**Given problem:** Can you reproduce the lines below word for word, leaving out the pictures?

==================================================

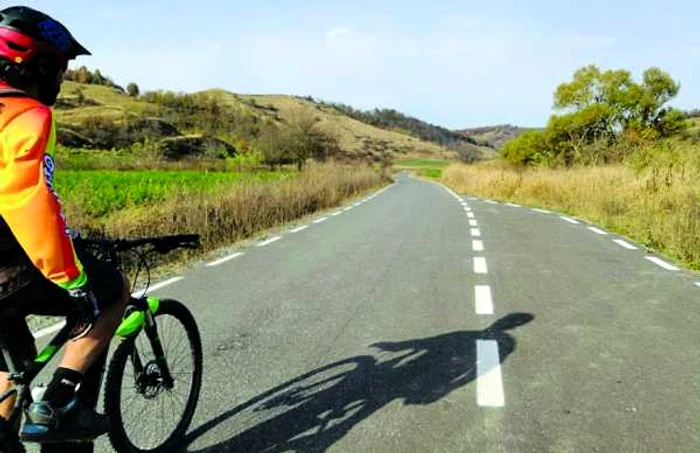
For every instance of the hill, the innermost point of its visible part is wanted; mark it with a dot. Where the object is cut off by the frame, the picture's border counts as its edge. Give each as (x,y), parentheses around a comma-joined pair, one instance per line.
(492,136)
(103,117)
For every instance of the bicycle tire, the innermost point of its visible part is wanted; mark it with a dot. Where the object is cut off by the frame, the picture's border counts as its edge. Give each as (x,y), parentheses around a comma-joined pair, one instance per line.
(115,374)
(9,440)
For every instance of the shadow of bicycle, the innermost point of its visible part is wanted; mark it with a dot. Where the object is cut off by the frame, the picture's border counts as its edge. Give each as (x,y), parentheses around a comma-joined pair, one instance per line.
(313,411)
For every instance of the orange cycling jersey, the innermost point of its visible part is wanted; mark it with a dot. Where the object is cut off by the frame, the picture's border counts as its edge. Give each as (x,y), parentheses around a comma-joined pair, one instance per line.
(28,203)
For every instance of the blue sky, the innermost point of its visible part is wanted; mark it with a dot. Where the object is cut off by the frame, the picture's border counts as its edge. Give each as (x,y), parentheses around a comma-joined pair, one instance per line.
(453,63)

==================================================

**Solution to the problem:**
For every instance of the hill, the innermost point of its visible part is wanted; mark it with a dot. Where the object is cut off by the frame, the picture's border counts as its edge. Give each as (x,y), parentheses around a comma-joined pair, one instance per line.
(492,136)
(103,117)
For every instance of the bicycle tire, the innermost point of its visible part is wanted; mark it with a dot. Where the object is cut off by the frame, the picture's border counts as its edge. Give each as (x,y), parentheses around a comma-joined pair, one instance per line.
(115,374)
(9,440)
For every instance of the shadow of bicycle, the innermost point of its visible part is wanted; mark it with a dot. Where the object is cut off by the frame, the picture's border counts as its edge. Give each as (x,y), parentheses around a comma-joined pair, one instance per line.
(313,411)
For every instance of the orange cycling jersey, the innermost point of its visible part is wanted; mark it with a dot. Where the object is cut off by the frame, the picture's border counts as its edge. Give each as (x,y), parentheses around a comma-joined pair, one instance per line.
(28,203)
For every instance of the blue sky, the innermost point of its visible part is wanted; mark it with a dot. Where the object is cut off by the frame, the picture's border counts as its edge. Give each as (x,y), parentheses around a comma-joined pair, one instance per line.
(453,63)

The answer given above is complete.